● Actions to take
• A. Do these statements agree with the Orono Bog boardwalk article? Answer yes or no for each, and quote the words of the article that decide it: (i) The walkway is 4,200 feet long. (ii) The electric counter recorded more than 30,000 visits. (iii) Benches stand at least every 200 feet along the boardwalk.
• B. Copy everything in the Orono Bog boardwalk article from "At the center" down to "and observe wildlife.", renaming "orchids" to "lilies".

● Source passage
Along with more than 100 volunteers, Davis constructed the boardwalk in 2002 and 2003. In eight months, they pieced together the 4,200-foot walkway, which is longer than any other bog boardwalk in Maine and meets federal and state standards as wheelchair accessible. They also constructed a wheelchair-accessible bathroom nearby.

Jointly managed by the Orono Land Trust, the City of Bangor and the University of Maine, the boardwalk is operated and maintained by a group of dedicated volunteers.

“Last year, I think we put in over 3,700 volunteer hours,” Bird said. “There’s a lot of maintenance.

“What we really want to do is educational outreach — going out and talking at schools,” he continued. “Once the new boardwalk is out, we’ll have time to go out and do what we’re supposed to do.”

Last year, they installed an electric counter on the boardwalk and recorded the number of boardwalk visits for the first time. From the boardwalk’s opening in May to its close in late November, it counted more than 26,600 visits.

“People get to experience a northern peatland without having to walk through it and mess it up,” Bird said. “That’s the reason it was built.”

The boardwalk loop hike is about 1 mile long and travels from upland forest out into the 616-acre Orono Bog. For the majority of the hike, the boardwalk floats atop the water-saturated peat, an acidic layer of undecomposed remains of plants including leaves, moss, branches, and even trunks.

At the center of the bog, where the layer of peat reaches down as far as 25 feet, only certain species of plants can grow. Tall red maples and other broad-leafed trees are replaced by stunted tamarack and black spruce, scattered among hummocks, colorful peat moss and low-lying plants. Many visitors gaze in wonder at the three species of carnivorous plants, which trap insects for nutrients, as well as the four species orchids.

“Right now, there are no orchids out there, and another month and a half, there will be hundreds of orchids,” Bird said. “It’s just amazing how things change.”

A series of educational signs help visitors identify the common species of bog plants and animals. And benches are located along the boardwalk (at least every 200 feet) for people to rest and observe wildlife.

A “Nature Calendar,” a list of plants and wildlife that can be observed from the boardwalk by month, based on a year of field notes, can be accessed at www.oronobogwalk.org/seasons.htm.

In May, volunteers led two walks on the boardwalk to view a variety of returning warblers and other birds. Upcoming programs at the bog include:

— Nature guide training for volunteers to lead tours of the boardwalk for groups, 10 a.m.-noon Saturday, May 18, at the boardwalk. Requirements: Interest and love of the bog and desire to learn about bog flora and fauna. Free. To sign up or request information, email john.maddaus@umit.maine.edu or kourtney.collum@maine.edu.

● Given entries
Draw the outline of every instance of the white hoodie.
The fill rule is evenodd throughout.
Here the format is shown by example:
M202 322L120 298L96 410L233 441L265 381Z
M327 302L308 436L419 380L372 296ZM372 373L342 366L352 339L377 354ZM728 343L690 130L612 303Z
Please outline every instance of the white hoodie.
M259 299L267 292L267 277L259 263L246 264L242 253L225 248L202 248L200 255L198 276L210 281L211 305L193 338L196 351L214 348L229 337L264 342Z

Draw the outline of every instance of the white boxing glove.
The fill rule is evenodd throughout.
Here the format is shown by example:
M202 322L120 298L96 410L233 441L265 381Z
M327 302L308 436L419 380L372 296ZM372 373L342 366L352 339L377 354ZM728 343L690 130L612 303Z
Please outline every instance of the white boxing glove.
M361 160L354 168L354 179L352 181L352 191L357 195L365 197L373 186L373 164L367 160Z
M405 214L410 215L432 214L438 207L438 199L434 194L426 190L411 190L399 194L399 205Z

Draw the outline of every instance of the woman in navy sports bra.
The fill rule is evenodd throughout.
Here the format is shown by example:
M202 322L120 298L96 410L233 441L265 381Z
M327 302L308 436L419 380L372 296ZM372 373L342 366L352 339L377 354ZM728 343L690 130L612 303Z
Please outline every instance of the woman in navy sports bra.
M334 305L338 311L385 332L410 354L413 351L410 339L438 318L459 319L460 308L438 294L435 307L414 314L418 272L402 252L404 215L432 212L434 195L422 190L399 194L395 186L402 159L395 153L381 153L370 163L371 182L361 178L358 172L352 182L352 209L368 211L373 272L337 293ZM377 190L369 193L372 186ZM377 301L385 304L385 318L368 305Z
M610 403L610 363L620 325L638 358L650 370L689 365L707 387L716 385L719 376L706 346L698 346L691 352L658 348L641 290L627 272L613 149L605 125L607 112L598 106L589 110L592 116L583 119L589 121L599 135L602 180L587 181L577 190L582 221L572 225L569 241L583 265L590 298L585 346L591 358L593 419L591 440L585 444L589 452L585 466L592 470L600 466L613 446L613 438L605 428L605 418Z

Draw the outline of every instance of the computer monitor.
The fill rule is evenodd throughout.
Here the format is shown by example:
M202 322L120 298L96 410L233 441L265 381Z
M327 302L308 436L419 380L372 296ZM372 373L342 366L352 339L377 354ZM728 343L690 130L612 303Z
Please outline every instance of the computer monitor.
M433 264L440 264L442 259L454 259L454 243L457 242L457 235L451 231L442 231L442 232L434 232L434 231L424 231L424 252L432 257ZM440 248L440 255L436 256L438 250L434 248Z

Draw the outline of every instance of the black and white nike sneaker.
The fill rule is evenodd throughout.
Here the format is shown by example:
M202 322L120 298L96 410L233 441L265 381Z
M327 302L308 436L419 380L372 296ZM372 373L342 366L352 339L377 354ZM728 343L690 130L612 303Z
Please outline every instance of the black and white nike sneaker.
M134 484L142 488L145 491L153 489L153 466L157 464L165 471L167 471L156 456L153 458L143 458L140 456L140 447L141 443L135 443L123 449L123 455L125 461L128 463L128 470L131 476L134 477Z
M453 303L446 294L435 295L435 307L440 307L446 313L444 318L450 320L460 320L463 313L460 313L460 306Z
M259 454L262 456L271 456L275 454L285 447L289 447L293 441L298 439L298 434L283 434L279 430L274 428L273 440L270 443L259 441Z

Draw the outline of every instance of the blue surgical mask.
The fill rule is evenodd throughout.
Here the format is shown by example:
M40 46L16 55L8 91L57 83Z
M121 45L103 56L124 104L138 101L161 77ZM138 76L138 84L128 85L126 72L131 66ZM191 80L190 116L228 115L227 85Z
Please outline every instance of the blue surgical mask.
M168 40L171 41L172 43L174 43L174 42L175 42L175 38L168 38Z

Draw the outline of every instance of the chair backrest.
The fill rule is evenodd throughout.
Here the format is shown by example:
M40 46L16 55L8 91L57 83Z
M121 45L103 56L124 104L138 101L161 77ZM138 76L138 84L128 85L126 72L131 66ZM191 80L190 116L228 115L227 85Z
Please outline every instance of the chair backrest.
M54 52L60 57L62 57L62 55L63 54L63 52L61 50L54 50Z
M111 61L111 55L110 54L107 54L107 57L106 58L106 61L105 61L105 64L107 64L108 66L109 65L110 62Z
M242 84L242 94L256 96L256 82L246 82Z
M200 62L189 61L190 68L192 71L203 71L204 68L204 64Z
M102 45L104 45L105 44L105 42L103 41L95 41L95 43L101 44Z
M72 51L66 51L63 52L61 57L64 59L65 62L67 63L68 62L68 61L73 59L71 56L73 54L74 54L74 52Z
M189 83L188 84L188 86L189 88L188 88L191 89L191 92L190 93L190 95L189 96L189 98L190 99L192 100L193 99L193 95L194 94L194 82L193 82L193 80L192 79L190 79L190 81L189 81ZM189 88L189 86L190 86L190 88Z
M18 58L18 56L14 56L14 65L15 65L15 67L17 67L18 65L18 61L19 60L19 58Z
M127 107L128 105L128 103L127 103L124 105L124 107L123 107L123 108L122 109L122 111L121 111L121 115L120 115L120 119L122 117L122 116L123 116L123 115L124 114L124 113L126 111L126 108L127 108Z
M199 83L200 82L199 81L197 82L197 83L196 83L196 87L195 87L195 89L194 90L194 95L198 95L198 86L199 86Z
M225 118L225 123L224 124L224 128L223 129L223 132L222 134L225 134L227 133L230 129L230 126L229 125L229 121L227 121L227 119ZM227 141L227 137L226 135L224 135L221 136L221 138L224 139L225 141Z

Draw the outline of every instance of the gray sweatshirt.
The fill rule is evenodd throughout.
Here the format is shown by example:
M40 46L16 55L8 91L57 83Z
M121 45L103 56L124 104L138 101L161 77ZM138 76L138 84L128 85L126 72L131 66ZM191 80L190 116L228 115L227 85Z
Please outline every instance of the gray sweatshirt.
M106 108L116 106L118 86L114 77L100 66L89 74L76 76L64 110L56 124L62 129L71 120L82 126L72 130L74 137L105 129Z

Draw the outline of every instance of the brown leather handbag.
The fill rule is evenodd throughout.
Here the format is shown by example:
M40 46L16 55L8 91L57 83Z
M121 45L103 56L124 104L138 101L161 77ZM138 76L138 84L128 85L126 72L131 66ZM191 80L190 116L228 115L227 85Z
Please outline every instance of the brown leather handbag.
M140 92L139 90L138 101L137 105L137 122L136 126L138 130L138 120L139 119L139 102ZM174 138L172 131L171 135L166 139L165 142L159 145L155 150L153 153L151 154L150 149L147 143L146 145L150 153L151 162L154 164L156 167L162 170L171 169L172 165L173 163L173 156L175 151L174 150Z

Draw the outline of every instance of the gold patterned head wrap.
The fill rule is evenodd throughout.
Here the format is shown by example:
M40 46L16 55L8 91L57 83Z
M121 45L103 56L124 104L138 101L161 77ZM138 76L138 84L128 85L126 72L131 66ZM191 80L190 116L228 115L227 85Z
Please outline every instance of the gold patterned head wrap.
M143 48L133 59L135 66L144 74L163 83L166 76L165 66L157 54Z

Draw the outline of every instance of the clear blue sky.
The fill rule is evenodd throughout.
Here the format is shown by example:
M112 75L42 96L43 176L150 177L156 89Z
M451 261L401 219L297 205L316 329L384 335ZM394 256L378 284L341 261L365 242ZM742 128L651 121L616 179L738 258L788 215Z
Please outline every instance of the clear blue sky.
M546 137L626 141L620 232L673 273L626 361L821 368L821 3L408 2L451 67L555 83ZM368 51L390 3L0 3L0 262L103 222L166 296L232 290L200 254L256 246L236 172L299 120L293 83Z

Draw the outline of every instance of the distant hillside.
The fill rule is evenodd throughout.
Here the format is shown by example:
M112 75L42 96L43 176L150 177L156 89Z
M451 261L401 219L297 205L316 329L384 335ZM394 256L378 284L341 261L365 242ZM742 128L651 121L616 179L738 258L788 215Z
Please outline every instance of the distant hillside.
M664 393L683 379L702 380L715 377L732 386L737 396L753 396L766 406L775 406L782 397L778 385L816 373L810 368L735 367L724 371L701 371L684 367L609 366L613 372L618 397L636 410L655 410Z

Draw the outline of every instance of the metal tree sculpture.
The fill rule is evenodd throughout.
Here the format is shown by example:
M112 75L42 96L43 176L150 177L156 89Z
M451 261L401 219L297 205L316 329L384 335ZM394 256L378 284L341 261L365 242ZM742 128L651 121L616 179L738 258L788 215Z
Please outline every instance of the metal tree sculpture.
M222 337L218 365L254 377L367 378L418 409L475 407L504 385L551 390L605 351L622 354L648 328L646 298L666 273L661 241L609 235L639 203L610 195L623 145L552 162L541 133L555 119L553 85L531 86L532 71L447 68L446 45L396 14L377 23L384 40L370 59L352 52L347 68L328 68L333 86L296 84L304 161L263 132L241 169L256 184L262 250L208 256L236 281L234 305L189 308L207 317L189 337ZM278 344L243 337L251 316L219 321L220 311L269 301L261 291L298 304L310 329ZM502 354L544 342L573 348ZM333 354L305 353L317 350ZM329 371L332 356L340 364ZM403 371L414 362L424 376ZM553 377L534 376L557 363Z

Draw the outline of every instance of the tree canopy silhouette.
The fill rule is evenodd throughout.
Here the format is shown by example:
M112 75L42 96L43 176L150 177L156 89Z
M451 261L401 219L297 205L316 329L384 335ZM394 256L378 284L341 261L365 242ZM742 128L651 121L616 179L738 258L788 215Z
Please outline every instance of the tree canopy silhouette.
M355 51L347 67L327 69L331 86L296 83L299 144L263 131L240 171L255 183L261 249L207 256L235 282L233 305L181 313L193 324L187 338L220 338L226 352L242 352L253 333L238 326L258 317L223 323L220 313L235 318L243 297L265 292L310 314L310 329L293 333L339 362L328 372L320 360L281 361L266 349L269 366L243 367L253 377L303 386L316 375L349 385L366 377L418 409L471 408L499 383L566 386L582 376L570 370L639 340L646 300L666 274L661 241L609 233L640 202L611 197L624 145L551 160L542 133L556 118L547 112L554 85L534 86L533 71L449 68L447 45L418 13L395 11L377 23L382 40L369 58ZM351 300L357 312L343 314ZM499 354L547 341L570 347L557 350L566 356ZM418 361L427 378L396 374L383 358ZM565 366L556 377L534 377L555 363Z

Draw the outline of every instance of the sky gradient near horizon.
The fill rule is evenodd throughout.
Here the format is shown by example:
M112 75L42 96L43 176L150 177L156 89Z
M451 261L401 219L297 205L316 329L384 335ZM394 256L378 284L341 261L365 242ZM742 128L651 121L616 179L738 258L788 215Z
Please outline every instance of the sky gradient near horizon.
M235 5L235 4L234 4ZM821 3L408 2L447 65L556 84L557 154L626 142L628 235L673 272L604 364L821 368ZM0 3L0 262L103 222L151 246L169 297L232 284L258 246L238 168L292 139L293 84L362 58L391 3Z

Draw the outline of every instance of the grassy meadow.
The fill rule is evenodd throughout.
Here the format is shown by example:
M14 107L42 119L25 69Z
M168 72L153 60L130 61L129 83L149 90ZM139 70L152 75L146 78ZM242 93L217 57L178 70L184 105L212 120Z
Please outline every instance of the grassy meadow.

● Solutions per task
• A.
(i) Yes: "they pieced together the 4,200-foot walkway"
(ii) No: "it counted more than 26,600 visits"
(iii) Yes: "benches are located along the boardwalk (at least every 200 feet)"

• B.
At the center of the bog, where the layer of peat reaches down as far as 25 feet, only certain species of plants can grow. Tall red maples and other broad-leafed trees are replaced by stunted tamarack and black spruce, scattered among hummocks, colorful peat moss and low-lying plants. Many visitors gaze in wonder at the three species of carnivorous plants, which trap insects for nutrients, as well as the four species lilies.

“Right now, there are no lilies out there, and another month and a half, there will be hundreds of lilies,” Bird said. “It’s just amazing how things change.”

A series of educational signs help visitors identify the common species of bog plants and animals. And benches are located along the boardwalk (at least every 200 feet) for people to rest and observe wildlife.